▶ _Your task_
An exact copy of all the data is required, with pictures left out.

• • • •

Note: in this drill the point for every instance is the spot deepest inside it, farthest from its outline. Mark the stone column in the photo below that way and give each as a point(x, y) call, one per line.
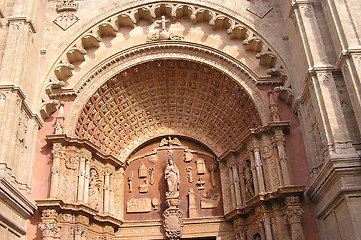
point(243, 235)
point(55, 169)
point(323, 85)
point(350, 51)
point(237, 189)
point(86, 181)
point(293, 214)
point(259, 170)
point(282, 156)
point(231, 180)
point(243, 185)
point(106, 191)
point(81, 179)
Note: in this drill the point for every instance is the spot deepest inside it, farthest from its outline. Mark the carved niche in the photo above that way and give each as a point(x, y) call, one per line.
point(169, 180)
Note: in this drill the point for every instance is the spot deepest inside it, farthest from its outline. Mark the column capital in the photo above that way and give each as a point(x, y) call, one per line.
point(293, 215)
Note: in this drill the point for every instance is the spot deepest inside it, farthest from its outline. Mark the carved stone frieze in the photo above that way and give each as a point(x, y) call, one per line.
point(259, 7)
point(66, 16)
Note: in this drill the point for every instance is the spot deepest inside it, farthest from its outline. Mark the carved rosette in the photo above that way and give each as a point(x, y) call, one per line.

• • • •

▶ _Final answer_
Note: in this drill the point for every instance is the spot deepest inside it, farthest from its outline. Mark the stone column in the photo below that way and give each as a point(x, y) call, one per line.
point(243, 235)
point(55, 169)
point(323, 85)
point(350, 51)
point(237, 189)
point(86, 181)
point(293, 214)
point(259, 170)
point(282, 156)
point(231, 180)
point(243, 185)
point(106, 191)
point(81, 179)
Note: in this drill the point for every instance is the spot deepest inside it, farthest from its outline. Mark the carved niche in the photo above that way and give each as a point(x, y) call, one per line.
point(169, 180)
Note: in this drill the point for every instance is the spot deepest inside it, farthest from its outline. Mark the column capital in the photo above that way and give each as a point(x, y) call, one per line.
point(293, 215)
Note: in this drill the point for every instance is the spot deepest inside it, farthest from its outline. Mark the carved stone frieze in the photo above that way and give each as a point(x, y) call, one per line.
point(259, 7)
point(66, 16)
Note: in this drill the point for every instance is the spot deepest inside it, farthest from its outline. Mark the carved rosette in the photo above that way and give each as a point(x, y) call, one per line.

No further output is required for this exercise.